Document segment -

····················

Grays Harbor County Home Page

Dan Lindgren

Paula Bednarik

100 W. Broadway
Suite 21
Montesano, WA 98563


(360) 249-4121

9:00 a.m. - 12:00 p.m.
12:30 p.m. - 4:30 p.m.




The levy process has two entities:
  1. The Taxpayers (you, me, ABC Company, etc.)
  2. The Taxing Districts (fire departments, schools, cities, counties)

The Assessor needs to know only one piece of data from each entity:
  From the Taxpayers: The assessed value of their parcels
  From the Taxing Districts: Their budget

With this information, the basic levy process is very easy and quite simple: The tax rate (or levy rate) for the taxing district equals the taxing district’s approved budget divided by the value of all the taxpayer’s parcels in the district.

Tax District Budget ÷ Value of Parcels in the District = the Tax Rate

Each taxpayer then pays property taxes based on the total value of the parcels they own multiplied by the tax rate for the district.

Value of Parcels in District x the Tax Rate = Amount of Tax Due

The taxes are then collected by the Grays Harbor County Treasurer’s Office and distributed to the Taxing Districts.



To most taxpayers, taxing districts are Fire Districts, Library Districts, School Districts, Counties, Cities, Ports, Hospital Districts, Park Districts, PUD’s.

It is easy to calculate one person’s tax for one taxing district using the “Simple Levy Process”. To calculate tax for 10,000 taxpayers and 100 taxing districts, using the “Simple Levy Process” is a little more complicated. This is because one person’s parcel could be located in multiple districts and each district has a budget. For instance one person’s parcel could be located within a school district, a fire district, a public utility district, and hospital district, with each district submitting an approved budget.

····················

Data for analysis -

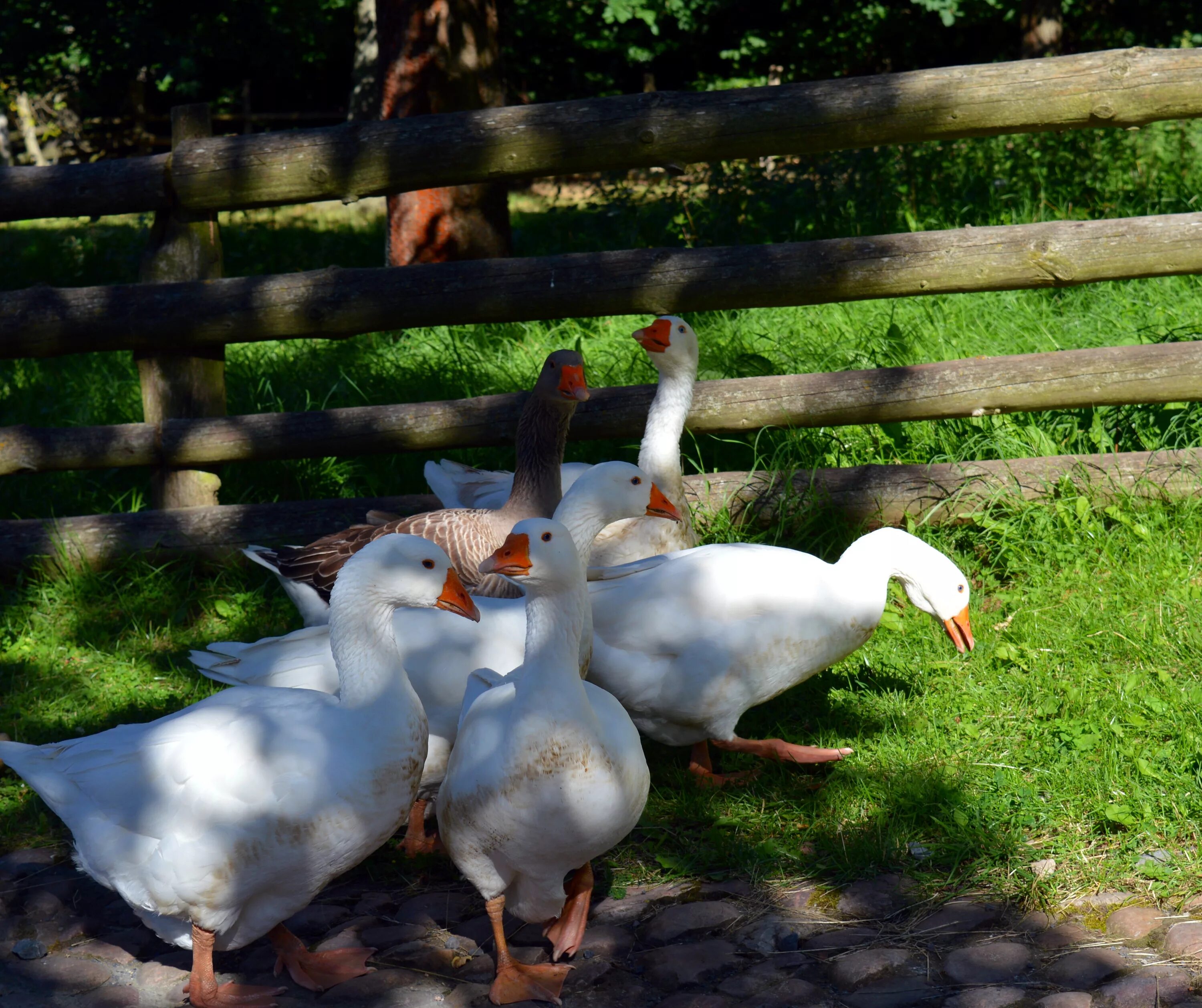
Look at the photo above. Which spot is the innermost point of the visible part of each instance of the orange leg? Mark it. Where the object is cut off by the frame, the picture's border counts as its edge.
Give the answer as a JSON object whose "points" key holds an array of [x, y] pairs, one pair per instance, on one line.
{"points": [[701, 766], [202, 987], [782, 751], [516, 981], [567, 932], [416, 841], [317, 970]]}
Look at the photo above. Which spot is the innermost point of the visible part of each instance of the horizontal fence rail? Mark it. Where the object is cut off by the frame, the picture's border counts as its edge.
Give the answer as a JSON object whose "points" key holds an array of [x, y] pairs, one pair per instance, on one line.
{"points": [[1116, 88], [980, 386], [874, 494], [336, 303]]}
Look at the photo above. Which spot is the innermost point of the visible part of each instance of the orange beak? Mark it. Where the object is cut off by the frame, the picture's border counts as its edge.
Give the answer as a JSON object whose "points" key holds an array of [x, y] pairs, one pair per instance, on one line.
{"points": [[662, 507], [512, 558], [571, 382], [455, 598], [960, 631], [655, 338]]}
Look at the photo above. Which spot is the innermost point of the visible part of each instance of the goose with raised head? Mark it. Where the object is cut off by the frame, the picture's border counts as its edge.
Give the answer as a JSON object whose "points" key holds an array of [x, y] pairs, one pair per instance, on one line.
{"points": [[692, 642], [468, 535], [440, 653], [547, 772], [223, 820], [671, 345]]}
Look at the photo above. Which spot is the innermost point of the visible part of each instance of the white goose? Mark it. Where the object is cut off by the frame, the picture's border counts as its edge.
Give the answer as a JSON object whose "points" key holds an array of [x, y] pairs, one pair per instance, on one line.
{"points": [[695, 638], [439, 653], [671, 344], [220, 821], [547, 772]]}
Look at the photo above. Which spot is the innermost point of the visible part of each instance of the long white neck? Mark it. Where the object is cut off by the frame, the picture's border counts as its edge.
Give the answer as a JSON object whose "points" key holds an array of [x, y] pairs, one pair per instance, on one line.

····················

List of tasks -
a - Rewrite the property tax levy explanation between "It is easy to" and "an approved budget.", inclusive, changing "10,000" to "25,000".
b - Extend the property tax levy explanation, picking up after its final sentence.

Answers to the exercises -
a -
It is easy to calculate one person’s tax for one taxing district using the “Simple Levy Process”. To calculate tax for 25,000 taxpayers and 100 taxing districts, using the “Simple Levy Process” is a little more complicated. This is because one person’s parcel could be located in multiple districts and each district has a budget. For instance one person’s parcel could be located within a school district, a fire district, a public utility district, and hospital district, with each district submitting an approved budget.

b -
In calculating the tax rate for the taxing district, the process is: The amount of money approved for the taxing district is divided by the value of all the taxpayer’s parcels in the district.

However, the problem is two-fold:
  1. Knowing which parcels are in which district.
  2. Since each parcel is in several districts, the Assessor would be required to sum each parcel many times.

To allow the Assessor’s Office to operate in a more efficient manner, tax code areas (puzzle pieces on a levy map) are created and used in the “Real Levy Process”. Tax code areas and levy maps solve both the problem of matching parcels to districts and the problem of multiple summations per district.

The Assessor keeps maps of the individual types of districts. Each map shows a different type of district, i.e. cemeteries, roads, ports, schools, and fire districts. If these districts are overlaid, one would have the final tax code map. The Assessor keeps a record of all taxing district boundaries. All changes are sent to the Washington State Department of Revenue whose responsibility it is to keep track of levy maps for each district in every county in the state of Washington. The Department of Revenue makes the changes to the official county tax code map and sends a copy of it to the county once each year. Changes may result from annexations, mergers, new districts, etc.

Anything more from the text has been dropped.